ARAHAN SINGKAT 1: Menurut teks pilihan, apa arti istilah triadic process dalam pandangan Betti?

TEKS PILIHAN:
Contoh, ada sabda Nabi Muhammad sa, "man ra' a minkum munkar, fal-yughayyir…"
Apakah ada Sharing meaning, terhadap kata "yughayyir"? apakah ia berari merubah atau merusak? Kata "munkar" kita anggap saja berarti sesuatu perbuatan yang merusak seperti minuman keras karena memang diharamkan Allah baik meminum ataupun menjualnya. Apakah perbuatan yang merusak dan diharamkan ini oleh hadis di atas diminta untuk dirubah ataukah untuk dirusak? Bagaimana cara merubahnya menurut hadis itu? Melalui tangan, atau melalui kekuasaan yang dimiliki apakah kekuasaan yang dimiliki berupa harta, profesi, jabatan atau kemampuan empirik lainnya.yang potensial. Jika “falyughayyir” berarti perintah untuk merubah, maka apa yang layak dikerjakan menurut teks itu adalah upaya merubah perbuatan yang munkar. Sudah tentu tindakan merubah memiliki struktur dan proses yang berbeda dari tindakan merusak. Jadi pada level sense dan referens terkait dengan apa itu perbuatan “munkar” terjadi kesepakatan, namun pada level signifikansi bisa jadi terdapat perbedaan.
2. Emilio Betti:
- Tentang proses penafsiran
Di antara para filsuf hermeneutika, Betti adalah satu dari mereka yang paling banyak sumbangsihnya berkenan dengan aplikasi hermenutik untuk penelitian.
Menurut Betti, setiap aktivitas penafsiran adalah triadic process, yakni proses tiga segi. Yang dimaksud dengan proses tiga segi adalah:
1. obyek yang ditafsirkan; yakni the mind objectivated in the meaning-full forms atau “the mind of the other”. Istilah “the mind objectivated in the meaning-full forms” berarti pemikiran yang diobyektifkan (pemikiran yang dilepas masuk ke ruang obyektif) sehingga pemikiran itu tidak lagi disimpan dalam ruang subyektif.

(Catatan dataset penunjukan titik)
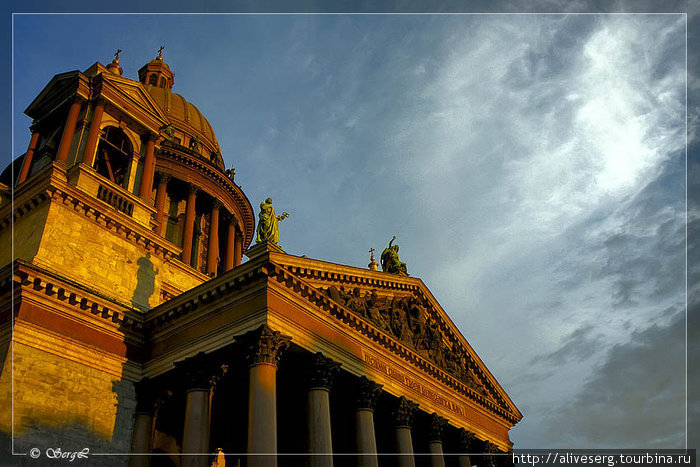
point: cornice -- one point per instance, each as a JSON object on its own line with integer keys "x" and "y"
{"x": 324, "y": 273}
{"x": 263, "y": 268}
{"x": 31, "y": 280}
{"x": 51, "y": 184}
{"x": 348, "y": 317}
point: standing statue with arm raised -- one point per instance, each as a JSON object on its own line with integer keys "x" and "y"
{"x": 390, "y": 260}
{"x": 268, "y": 223}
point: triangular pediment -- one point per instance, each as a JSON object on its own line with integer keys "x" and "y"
{"x": 403, "y": 309}
{"x": 132, "y": 96}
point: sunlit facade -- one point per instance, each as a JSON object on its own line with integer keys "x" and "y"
{"x": 130, "y": 324}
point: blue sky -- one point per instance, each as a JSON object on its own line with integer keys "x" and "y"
{"x": 532, "y": 168}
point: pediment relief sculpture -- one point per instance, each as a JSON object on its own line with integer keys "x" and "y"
{"x": 409, "y": 321}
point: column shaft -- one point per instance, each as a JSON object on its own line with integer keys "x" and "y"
{"x": 230, "y": 245}
{"x": 141, "y": 441}
{"x": 365, "y": 438}
{"x": 28, "y": 157}
{"x": 68, "y": 132}
{"x": 404, "y": 447}
{"x": 213, "y": 251}
{"x": 189, "y": 226}
{"x": 195, "y": 438}
{"x": 149, "y": 166}
{"x": 437, "y": 459}
{"x": 161, "y": 194}
{"x": 319, "y": 428}
{"x": 93, "y": 134}
{"x": 262, "y": 415}
{"x": 238, "y": 250}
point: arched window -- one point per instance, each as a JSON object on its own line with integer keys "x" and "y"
{"x": 114, "y": 155}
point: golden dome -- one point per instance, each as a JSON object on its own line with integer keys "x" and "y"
{"x": 184, "y": 116}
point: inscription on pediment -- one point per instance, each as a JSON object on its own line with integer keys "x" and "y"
{"x": 409, "y": 320}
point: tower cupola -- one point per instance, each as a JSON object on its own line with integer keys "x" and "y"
{"x": 157, "y": 73}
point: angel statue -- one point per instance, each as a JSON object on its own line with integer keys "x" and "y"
{"x": 390, "y": 260}
{"x": 268, "y": 223}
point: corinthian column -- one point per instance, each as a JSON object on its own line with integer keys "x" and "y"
{"x": 322, "y": 372}
{"x": 368, "y": 393}
{"x": 489, "y": 450}
{"x": 213, "y": 251}
{"x": 465, "y": 441}
{"x": 189, "y": 225}
{"x": 69, "y": 130}
{"x": 437, "y": 427}
{"x": 142, "y": 435}
{"x": 195, "y": 437}
{"x": 265, "y": 347}
{"x": 27, "y": 162}
{"x": 404, "y": 443}
{"x": 94, "y": 132}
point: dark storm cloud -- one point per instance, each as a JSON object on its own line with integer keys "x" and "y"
{"x": 579, "y": 345}
{"x": 635, "y": 399}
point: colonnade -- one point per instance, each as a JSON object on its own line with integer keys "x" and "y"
{"x": 264, "y": 348}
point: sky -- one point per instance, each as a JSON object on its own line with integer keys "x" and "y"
{"x": 532, "y": 168}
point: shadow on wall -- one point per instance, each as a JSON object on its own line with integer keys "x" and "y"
{"x": 145, "y": 283}
{"x": 48, "y": 433}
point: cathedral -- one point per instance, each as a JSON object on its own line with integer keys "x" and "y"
{"x": 133, "y": 333}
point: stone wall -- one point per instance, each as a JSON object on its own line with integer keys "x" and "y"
{"x": 80, "y": 249}
{"x": 62, "y": 403}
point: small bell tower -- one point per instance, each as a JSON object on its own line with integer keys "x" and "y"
{"x": 157, "y": 73}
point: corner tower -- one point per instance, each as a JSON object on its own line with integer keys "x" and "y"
{"x": 121, "y": 202}
{"x": 118, "y": 171}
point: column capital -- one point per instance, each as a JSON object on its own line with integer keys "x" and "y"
{"x": 164, "y": 177}
{"x": 490, "y": 448}
{"x": 405, "y": 409}
{"x": 465, "y": 439}
{"x": 192, "y": 188}
{"x": 264, "y": 346}
{"x": 145, "y": 396}
{"x": 367, "y": 393}
{"x": 197, "y": 371}
{"x": 436, "y": 427}
{"x": 322, "y": 371}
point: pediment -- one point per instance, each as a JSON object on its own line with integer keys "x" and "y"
{"x": 132, "y": 97}
{"x": 404, "y": 309}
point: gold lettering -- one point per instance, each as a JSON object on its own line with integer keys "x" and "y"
{"x": 397, "y": 375}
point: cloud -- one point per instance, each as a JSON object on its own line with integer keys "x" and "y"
{"x": 636, "y": 399}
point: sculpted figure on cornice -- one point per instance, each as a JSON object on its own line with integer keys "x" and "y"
{"x": 390, "y": 260}
{"x": 407, "y": 319}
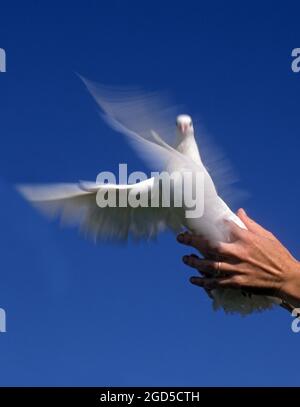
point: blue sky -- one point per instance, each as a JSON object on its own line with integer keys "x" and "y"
{"x": 80, "y": 314}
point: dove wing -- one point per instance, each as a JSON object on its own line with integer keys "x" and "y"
{"x": 75, "y": 204}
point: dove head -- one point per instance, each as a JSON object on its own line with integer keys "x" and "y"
{"x": 184, "y": 125}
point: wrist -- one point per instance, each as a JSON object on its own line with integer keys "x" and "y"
{"x": 290, "y": 289}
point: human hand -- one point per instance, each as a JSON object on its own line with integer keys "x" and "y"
{"x": 255, "y": 261}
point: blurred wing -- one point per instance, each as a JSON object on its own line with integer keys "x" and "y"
{"x": 137, "y": 115}
{"x": 76, "y": 204}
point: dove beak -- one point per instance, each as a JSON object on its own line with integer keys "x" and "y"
{"x": 183, "y": 128}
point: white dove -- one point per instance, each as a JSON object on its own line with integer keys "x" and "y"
{"x": 143, "y": 121}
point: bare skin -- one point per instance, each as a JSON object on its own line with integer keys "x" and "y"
{"x": 255, "y": 261}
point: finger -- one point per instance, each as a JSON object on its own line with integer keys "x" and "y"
{"x": 253, "y": 226}
{"x": 233, "y": 281}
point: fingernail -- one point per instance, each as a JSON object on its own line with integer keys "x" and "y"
{"x": 180, "y": 238}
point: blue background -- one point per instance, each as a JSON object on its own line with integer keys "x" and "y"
{"x": 80, "y": 314}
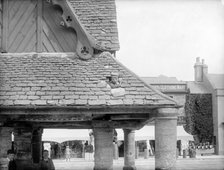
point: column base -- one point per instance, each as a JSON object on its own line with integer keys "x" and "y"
{"x": 102, "y": 168}
{"x": 165, "y": 168}
{"x": 129, "y": 168}
{"x": 4, "y": 163}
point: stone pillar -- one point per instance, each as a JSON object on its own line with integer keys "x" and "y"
{"x": 103, "y": 157}
{"x": 165, "y": 138}
{"x": 22, "y": 143}
{"x": 136, "y": 150}
{"x": 37, "y": 145}
{"x": 5, "y": 145}
{"x": 115, "y": 151}
{"x": 129, "y": 150}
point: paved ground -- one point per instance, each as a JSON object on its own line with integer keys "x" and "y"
{"x": 199, "y": 163}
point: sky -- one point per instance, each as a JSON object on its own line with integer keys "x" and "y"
{"x": 164, "y": 37}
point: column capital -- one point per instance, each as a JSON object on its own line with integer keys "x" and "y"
{"x": 166, "y": 113}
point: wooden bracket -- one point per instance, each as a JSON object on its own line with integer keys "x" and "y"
{"x": 86, "y": 43}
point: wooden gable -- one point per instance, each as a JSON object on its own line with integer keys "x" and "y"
{"x": 34, "y": 26}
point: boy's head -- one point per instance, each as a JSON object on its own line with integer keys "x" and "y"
{"x": 11, "y": 154}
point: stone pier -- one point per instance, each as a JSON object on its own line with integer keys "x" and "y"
{"x": 165, "y": 138}
{"x": 5, "y": 145}
{"x": 103, "y": 157}
{"x": 37, "y": 145}
{"x": 129, "y": 150}
{"x": 22, "y": 142}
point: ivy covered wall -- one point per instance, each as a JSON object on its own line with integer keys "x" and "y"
{"x": 199, "y": 121}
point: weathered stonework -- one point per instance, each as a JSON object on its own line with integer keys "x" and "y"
{"x": 103, "y": 157}
{"x": 5, "y": 145}
{"x": 129, "y": 150}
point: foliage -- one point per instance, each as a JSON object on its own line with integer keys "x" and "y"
{"x": 199, "y": 122}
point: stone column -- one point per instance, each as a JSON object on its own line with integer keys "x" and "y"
{"x": 5, "y": 145}
{"x": 37, "y": 145}
{"x": 22, "y": 143}
{"x": 165, "y": 139}
{"x": 103, "y": 157}
{"x": 129, "y": 150}
{"x": 115, "y": 151}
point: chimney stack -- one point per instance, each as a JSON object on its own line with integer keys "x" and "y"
{"x": 200, "y": 69}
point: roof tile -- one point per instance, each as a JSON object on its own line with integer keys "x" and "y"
{"x": 87, "y": 83}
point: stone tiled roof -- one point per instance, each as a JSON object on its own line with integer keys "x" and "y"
{"x": 198, "y": 87}
{"x": 99, "y": 19}
{"x": 162, "y": 80}
{"x": 62, "y": 80}
{"x": 217, "y": 80}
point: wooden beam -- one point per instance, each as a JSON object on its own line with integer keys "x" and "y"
{"x": 5, "y": 24}
{"x": 39, "y": 25}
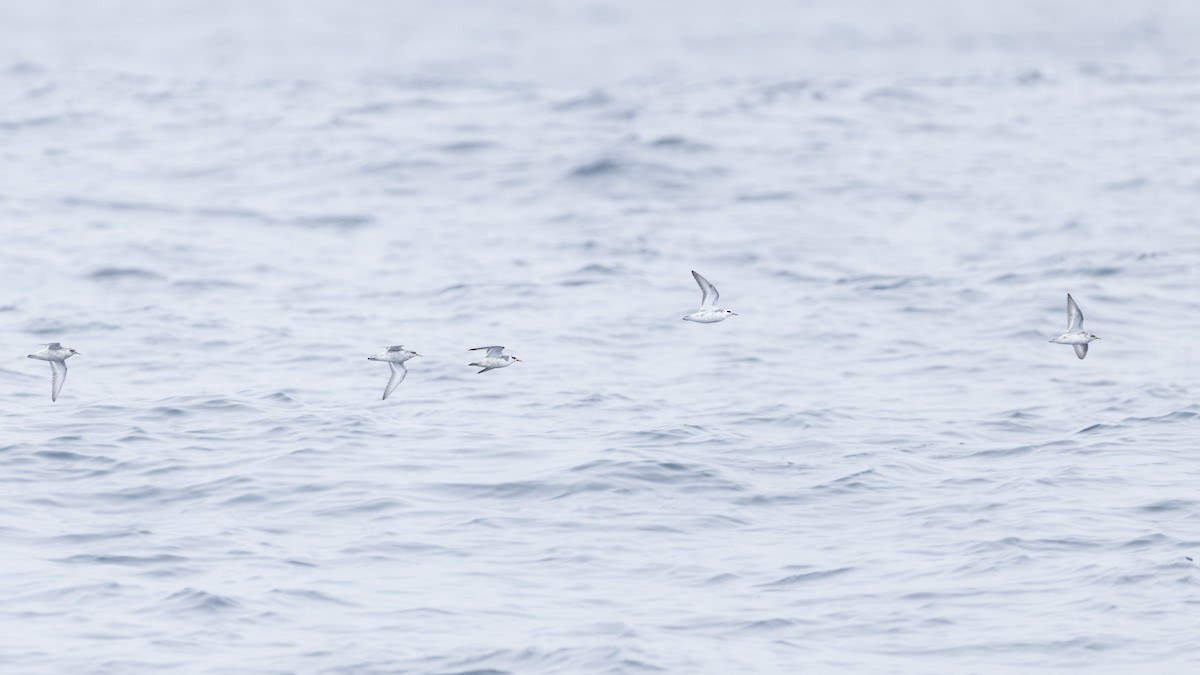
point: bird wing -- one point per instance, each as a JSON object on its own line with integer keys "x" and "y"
{"x": 58, "y": 376}
{"x": 708, "y": 290}
{"x": 1074, "y": 317}
{"x": 397, "y": 375}
{"x": 492, "y": 352}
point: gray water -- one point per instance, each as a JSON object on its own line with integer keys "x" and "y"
{"x": 880, "y": 465}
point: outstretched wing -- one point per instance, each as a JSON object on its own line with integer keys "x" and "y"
{"x": 492, "y": 352}
{"x": 708, "y": 290}
{"x": 1074, "y": 317}
{"x": 397, "y": 375}
{"x": 58, "y": 376}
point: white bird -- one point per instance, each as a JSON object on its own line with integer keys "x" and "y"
{"x": 57, "y": 354}
{"x": 708, "y": 311}
{"x": 1075, "y": 335}
{"x": 395, "y": 357}
{"x": 496, "y": 358}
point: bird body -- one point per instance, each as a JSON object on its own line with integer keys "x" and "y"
{"x": 493, "y": 359}
{"x": 57, "y": 354}
{"x": 395, "y": 358}
{"x": 708, "y": 310}
{"x": 1075, "y": 335}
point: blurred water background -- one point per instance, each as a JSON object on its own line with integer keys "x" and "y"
{"x": 879, "y": 466}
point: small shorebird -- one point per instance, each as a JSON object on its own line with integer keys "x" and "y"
{"x": 395, "y": 357}
{"x": 57, "y": 354}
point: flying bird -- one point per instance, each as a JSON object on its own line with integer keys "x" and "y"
{"x": 1075, "y": 335}
{"x": 708, "y": 311}
{"x": 496, "y": 358}
{"x": 395, "y": 358}
{"x": 57, "y": 354}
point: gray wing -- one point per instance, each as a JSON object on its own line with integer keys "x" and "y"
{"x": 492, "y": 352}
{"x": 708, "y": 290}
{"x": 397, "y": 375}
{"x": 1074, "y": 317}
{"x": 58, "y": 376}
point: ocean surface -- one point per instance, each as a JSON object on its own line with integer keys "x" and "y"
{"x": 880, "y": 465}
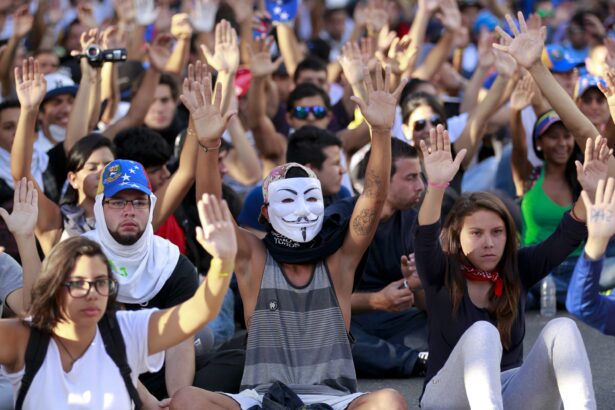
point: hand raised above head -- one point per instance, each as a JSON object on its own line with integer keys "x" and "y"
{"x": 438, "y": 159}
{"x": 22, "y": 221}
{"x": 528, "y": 41}
{"x": 205, "y": 114}
{"x": 379, "y": 110}
{"x": 30, "y": 84}
{"x": 595, "y": 164}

ARAHAN SINGKAT 2: Kembalikan setiap baris entri yang memuat kata "raised", dengan memperhatikan perbedaan huruf besar dan huruf kecil.

PEMBAHASAN JAWABAN 1: Triadic process berarti proses tiga segi.

PEMBAHASAN JAWABAN 2:
point: standing statue with arm raised -- one point per instance, each as a JSON object on its own line with integer keys "x" and "y"
point: hand raised above head -- one point per instance, each as a JSON object on its own line with integer keys "x" and "y"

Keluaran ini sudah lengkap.